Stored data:
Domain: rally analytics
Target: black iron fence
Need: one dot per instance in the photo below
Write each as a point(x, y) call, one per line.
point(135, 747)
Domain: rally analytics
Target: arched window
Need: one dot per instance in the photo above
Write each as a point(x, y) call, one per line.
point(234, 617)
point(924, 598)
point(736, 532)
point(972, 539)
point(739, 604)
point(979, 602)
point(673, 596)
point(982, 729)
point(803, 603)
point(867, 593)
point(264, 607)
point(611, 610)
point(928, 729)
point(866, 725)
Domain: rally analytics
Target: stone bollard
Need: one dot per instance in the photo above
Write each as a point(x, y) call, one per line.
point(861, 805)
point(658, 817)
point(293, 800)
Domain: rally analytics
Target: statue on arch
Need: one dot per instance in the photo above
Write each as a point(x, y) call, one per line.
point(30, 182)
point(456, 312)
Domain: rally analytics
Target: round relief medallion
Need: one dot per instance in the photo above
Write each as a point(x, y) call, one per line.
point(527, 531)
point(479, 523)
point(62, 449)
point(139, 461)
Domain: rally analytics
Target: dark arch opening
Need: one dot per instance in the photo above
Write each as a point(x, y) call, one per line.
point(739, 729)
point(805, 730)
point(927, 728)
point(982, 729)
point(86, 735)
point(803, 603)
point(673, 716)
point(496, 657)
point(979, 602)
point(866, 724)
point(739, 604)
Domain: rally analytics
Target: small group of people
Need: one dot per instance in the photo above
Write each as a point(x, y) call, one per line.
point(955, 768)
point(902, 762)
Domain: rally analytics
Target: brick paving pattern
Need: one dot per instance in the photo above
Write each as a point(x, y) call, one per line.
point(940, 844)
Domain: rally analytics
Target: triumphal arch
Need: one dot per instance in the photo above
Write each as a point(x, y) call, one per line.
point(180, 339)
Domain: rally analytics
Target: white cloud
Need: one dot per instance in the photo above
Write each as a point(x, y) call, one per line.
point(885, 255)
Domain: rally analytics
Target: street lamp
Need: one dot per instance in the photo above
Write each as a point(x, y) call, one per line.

▶ **TASK INSTRUCTIONS**: The answer should be all the entries, restated with no word changed.

▶ **ANSWER FOR THE TASK**:
Domain: rally analytics
Target: black iron fence
Need: one dot per instance in the photo below
Write each as a point(x, y) call, one per line.
point(135, 747)
Domain: rally analytics
Target: arched window
Need: one dot per instance in the photo above
Write each as a point(x, y) call, one per line.
point(234, 617)
point(924, 598)
point(736, 532)
point(972, 539)
point(739, 604)
point(979, 602)
point(673, 596)
point(982, 729)
point(803, 603)
point(867, 593)
point(264, 607)
point(611, 610)
point(928, 729)
point(866, 725)
Domain: rally analytics
Target: stone bollard
Need: one dot per instance in the photo above
Write each as a point(x, y) call, one per line.
point(861, 805)
point(658, 817)
point(293, 800)
Domain: rally analytics
Target: statue on arch
Need: one dot per instance in the photo above
Write each as a point(x, y) call, one per line.
point(30, 182)
point(456, 312)
Domain: rally analytics
Target: round relief medallion
Need: one dot per instance in the photo above
Write each as a point(x, y) call, one per line.
point(527, 531)
point(479, 523)
point(62, 449)
point(139, 461)
Domain: rally analytics
Target: dark arch opening
Need: one dot per instance in the photo above
Write each as a point(x, y) call, one per line.
point(739, 729)
point(805, 730)
point(927, 728)
point(982, 729)
point(86, 735)
point(803, 603)
point(673, 716)
point(496, 657)
point(979, 602)
point(866, 724)
point(739, 604)
Domain: rally analytics
Target: small group of people
Need: one dot per instance in the photo above
Write each as a point(x, y) call, one per line.
point(955, 768)
point(902, 762)
Domain: rally analytics
Target: brick paving pattern
Need: one dot per instance in the photo above
Write each as a point(x, y) call, one per line.
point(940, 844)
Domain: rally analytics
Target: triumphal arch
Need: one dot per instance in the photo above
Write each as a point(x, y) call, one per line.
point(180, 339)
Domain: rally analytics
Target: white cloud
Need: one dot per instance in the photo above
Write each as a point(x, y) call, one per line.
point(885, 255)
Domain: rally analytics
Target: street lamp
Need: one dot per instance in the photo above
Write each as a point(x, y) call, one per line.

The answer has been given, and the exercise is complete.